== やることリスト ==
1) 原文をもとに、次の問いに答えてください。
(a) フネさんは何歳という設定か。
(b) 浪平さんの趣味は何か。
(c) 北野武は何歳とされているか。
2) 原文のうち「フネさんは52歳の設定ですが」から「感に近い理由にもあたります。」までの箇所を、一字一句違えずに書き写してください。

== 原文 ==

----------------

フネさんは52歳の設定ですが、同世代の芸能人では薬師丸ひろ子(55歳)、YOU(55歳)、小泉今日子(53歳)といったように、同年代に対するイメージの差異は明らかです。さらに、黒木瞳(59歳)、浅田美代子(63歳)、阿木耀子(73歳)、吉永小百合(74歳)といったように、フネさんを超えた年齢でも現役として活躍する芸能人も多くみられます。
浪平さんは54歳の設定で、当時では定年(55歳)を迎える手前、盆栽を趣味としていますが、今の同年代では多くの芸人(内村光良、ダウンタウン、出川哲朗、上島竜兵)が活躍しており若者にも大人気です。さらに秋元康(60歳)、桑田佳祐(63歳)、明石家さんま(64歳)、72歳である北野武は既に古希を過ぎています。
更にその上の世代でも、オノ・ヨーコ(86歳)、川久保玲(77歳)、コシノジュンコ(80歳)、黒柳徹子(86歳)、草間彌生(89歳)桂文枝(76歳)、加山雄三(81歳)、田原総一朗(84歳)など今までの「シニア」「高齢者」とは違う「新しい大人」と呼べる人たちの活躍は顕著です。超高齢社会を「人生100年社会」と呼んだ方が実感に近い理由にもあたります。

----------------

== 与えられた情報 ==
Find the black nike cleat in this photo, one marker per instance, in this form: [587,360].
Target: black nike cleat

----------------

== 解答一覧 ==
1)
(a) 52歳
(b) 盆栽
(c) 72歳

2)
フネさんは52歳の設定ですが、同世代の芸能人では薬師丸ひろ子(55歳)、YOU(55歳)、小泉今日子(53歳)といったように、同年代に対するイメージの差異は明らかです。さらに、黒木瞳(59歳)、浅田美代子(63歳)、阿木耀子(73歳)、吉永小百合(74歳)といったように、フネさんを超えた年齢でも現役として活躍する芸能人も多くみられます。
浪平さんは54歳の設定で、当時では定年(55歳)を迎える手前、盆栽を趣味としていますが、今の同年代では多くの芸人(内村光良、ダウンタウン、出川哲朗、上島竜兵)が活躍しており若者にも大人気です。さらに秋元康(60歳)、桑田佳祐(63歳)、明石家さんま(64歳)、72歳である北野武は既に古希を過ぎています。
更にその上の世代でも、オノ・ヨーコ(86歳)、川久保玲(77歳)、コシノジュンコ(80歳)、黒柳徹子(86歳)、草間彌生(89歳)桂文枝(76歳)、加山雄三(81歳)、田原総一朗(84歳)など今までの「シニア」「高齢者」とは違う「新しい大人」と呼べる人たちの活躍は顕著です。超高齢社会を「人生100年社会」と呼んだ方が実感に近い理由にもあたります。